# ASA Augusta Range card



## psehoghunter (Aug 13, 2013)

E/D 15

Sent from my SAMSUNG-SM-G920A using Tapatalk


----------



## Huntin Hard (Aug 8, 2011)

psehoghunter said:


> E/D 15
> 
> Sent from my SAMSUNG-SM-G920A using Tapatalk


Sweet same range...good luck to you!


----------



## ar1220 (May 18, 2014)

E/D 3 all day saturday


----------



## T&A (Sep 26, 2013)

I'm on k and L Saturday target 1


----------



## schmel_me (Dec 17, 2003)

K-L I think 16 if I remember right. Now shoot one round Friday hmmmmm. Watching weather.


----------



## ar1220 (May 18, 2014)

Looks like it's gone be pretty and a bit warm


----------



## 5ringking (May 25, 2005)

Already signed up but haven't received my card yet... what classes is ASA making shoot all 40 in 1 day in Ga.


----------



## meloy10 (Feb 3, 2014)

E/D 13 all day sat.


----------



## Huntin Hard (Aug 8, 2011)

5ringking said:


> Already signed up but haven't received my card yet... what classes is ASA making shoot all 40 in 1 day in Ga.


K45, Open B, Open C are some off the top of my head. ASA website has them all though


----------



## 3dbowmaster (Sep 16, 2005)

What time and Ranges does Mens Open A shoot? Registered but no card yet


----------



## Huntin Hard (Aug 8, 2011)

3dbowmaster said:


> What time and Ranges does Mens Open A shoot? Registered but no card yet


Open a is E and D. It's at 11 Saturday and 7:30 Sunday.


----------



## John-in-VA (Mar 27, 2003)

Super SR I'm on H Saturday and G sunday target #3


----------



## sagecreek (Jul 15, 2003)

__Data excerpts__
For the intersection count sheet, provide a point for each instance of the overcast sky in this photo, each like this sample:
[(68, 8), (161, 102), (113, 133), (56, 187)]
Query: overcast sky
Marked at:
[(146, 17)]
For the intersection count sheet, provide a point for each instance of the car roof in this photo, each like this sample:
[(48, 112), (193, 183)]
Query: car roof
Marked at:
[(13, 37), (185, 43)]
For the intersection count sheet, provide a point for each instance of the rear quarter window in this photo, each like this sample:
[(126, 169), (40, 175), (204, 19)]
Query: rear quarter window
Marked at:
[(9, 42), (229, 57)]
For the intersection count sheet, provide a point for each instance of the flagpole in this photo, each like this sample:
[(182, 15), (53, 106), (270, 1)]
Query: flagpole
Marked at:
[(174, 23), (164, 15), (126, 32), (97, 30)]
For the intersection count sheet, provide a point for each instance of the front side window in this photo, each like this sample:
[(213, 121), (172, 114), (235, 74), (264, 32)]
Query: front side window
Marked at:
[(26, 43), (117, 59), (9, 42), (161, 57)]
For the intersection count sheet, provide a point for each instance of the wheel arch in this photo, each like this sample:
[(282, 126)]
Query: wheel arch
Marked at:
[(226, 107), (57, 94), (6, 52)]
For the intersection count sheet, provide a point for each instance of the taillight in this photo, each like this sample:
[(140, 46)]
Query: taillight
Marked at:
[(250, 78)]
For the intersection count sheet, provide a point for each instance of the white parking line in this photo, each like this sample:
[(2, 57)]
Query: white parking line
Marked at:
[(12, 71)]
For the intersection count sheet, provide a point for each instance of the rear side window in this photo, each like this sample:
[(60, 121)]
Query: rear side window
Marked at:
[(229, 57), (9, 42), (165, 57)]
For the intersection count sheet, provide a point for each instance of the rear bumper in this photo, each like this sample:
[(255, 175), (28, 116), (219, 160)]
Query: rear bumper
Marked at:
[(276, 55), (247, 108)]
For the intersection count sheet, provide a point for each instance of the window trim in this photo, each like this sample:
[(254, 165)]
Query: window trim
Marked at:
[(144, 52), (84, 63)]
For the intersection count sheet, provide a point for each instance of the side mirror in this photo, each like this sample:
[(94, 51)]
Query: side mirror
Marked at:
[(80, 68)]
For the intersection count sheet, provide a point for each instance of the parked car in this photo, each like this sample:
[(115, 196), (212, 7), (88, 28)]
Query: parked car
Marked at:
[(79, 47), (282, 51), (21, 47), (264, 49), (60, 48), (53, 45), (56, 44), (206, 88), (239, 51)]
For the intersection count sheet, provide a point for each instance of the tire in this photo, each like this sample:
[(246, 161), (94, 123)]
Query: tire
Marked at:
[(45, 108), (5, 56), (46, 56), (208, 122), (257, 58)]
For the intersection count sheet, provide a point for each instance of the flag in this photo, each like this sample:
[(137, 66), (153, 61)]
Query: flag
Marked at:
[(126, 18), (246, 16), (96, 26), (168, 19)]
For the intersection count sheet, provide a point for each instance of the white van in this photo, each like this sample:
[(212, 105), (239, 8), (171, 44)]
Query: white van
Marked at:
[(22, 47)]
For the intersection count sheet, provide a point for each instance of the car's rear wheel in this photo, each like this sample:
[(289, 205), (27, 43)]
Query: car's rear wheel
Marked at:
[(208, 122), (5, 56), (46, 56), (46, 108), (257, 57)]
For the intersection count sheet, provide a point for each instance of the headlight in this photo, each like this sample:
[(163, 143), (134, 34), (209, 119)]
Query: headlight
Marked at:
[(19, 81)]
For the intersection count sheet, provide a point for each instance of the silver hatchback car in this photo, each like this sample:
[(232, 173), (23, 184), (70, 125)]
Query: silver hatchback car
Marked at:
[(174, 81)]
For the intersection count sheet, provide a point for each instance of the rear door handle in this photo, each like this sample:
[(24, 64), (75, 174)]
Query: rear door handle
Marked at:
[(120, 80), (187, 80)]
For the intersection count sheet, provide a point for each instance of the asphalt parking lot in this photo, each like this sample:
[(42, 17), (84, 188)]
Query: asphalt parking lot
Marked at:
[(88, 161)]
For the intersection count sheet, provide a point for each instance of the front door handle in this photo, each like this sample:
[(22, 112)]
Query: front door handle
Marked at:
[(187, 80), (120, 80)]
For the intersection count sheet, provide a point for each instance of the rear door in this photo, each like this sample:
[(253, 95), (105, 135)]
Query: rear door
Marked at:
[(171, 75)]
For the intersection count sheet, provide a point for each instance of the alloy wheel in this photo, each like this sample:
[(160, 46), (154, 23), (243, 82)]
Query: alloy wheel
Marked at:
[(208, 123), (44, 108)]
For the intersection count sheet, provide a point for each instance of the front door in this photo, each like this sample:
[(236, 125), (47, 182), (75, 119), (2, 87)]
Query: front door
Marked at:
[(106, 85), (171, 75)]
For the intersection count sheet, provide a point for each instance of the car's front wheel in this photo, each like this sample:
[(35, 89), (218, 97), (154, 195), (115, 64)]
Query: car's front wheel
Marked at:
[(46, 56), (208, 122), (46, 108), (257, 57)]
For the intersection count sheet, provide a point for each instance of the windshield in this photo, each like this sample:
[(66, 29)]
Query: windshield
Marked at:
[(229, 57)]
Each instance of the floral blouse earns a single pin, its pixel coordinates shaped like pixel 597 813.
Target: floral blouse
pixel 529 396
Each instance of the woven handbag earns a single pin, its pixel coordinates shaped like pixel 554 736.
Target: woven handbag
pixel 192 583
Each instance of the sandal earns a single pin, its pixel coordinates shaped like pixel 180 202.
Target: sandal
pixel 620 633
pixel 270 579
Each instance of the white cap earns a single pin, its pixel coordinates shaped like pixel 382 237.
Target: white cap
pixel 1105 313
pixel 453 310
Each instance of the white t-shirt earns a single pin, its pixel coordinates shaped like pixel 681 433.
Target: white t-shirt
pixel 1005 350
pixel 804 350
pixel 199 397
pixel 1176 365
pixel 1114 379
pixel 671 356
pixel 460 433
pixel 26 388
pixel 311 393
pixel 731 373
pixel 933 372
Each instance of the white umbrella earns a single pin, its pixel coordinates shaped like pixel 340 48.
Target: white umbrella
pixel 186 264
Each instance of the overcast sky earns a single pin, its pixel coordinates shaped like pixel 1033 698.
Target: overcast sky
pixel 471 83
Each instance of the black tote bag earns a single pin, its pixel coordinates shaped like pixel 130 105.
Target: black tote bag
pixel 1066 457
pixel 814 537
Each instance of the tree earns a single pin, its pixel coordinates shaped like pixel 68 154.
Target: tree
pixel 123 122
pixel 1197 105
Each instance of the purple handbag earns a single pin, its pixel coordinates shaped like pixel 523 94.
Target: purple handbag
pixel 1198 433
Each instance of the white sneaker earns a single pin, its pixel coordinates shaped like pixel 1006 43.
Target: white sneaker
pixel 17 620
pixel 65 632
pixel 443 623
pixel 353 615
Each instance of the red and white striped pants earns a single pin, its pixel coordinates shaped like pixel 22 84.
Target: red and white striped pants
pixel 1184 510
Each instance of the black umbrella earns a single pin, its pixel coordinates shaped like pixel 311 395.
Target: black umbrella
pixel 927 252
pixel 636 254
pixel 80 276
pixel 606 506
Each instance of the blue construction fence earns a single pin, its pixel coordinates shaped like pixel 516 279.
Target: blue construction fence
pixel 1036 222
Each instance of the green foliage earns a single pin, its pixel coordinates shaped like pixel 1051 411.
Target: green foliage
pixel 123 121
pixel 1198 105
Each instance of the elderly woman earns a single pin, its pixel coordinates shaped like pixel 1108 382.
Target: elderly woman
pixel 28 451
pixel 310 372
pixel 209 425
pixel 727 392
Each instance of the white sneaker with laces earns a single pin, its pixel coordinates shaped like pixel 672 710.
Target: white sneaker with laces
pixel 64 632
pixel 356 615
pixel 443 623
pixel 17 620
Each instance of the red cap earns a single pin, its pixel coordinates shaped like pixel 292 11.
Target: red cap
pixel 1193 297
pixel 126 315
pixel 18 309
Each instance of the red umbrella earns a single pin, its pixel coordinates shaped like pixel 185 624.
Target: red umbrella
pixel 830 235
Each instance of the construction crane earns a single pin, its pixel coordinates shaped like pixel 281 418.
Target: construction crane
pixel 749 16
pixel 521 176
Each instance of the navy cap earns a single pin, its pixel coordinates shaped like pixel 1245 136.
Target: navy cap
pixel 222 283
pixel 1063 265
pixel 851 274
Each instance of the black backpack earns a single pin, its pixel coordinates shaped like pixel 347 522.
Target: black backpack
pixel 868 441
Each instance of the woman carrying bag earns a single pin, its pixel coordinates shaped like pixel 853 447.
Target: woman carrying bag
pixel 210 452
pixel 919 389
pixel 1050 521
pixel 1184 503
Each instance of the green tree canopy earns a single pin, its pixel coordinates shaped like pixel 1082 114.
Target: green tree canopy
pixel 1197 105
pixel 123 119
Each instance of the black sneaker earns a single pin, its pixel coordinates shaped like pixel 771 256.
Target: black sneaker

__Task set__
A - In the range card thread, rewrite the paragraph beginning "Open a is E and D" as a brief list that keeps its main facts.
B - According to the range card thread, which classes did Huntin Hard name as shooting all 40 in one day?
C - Give again, word for word, the part of the range card thread that opens with the words "## 5ringking (May" and closes with "all day sat.".

__Answers to the exercises__
A -
- Open A: ranges E and D
- Saturday: 11
- Sunday: 7:30

B - K45, Open B, and Open C.

C -
## 5ringking (May 25, 2005)

Already signed up but haven't received my card yet... what classes is ASA making shoot all 40 in 1 day in Ga.


----------



## meloy10 (Feb 3, 2014)

E/D 13 all day sat.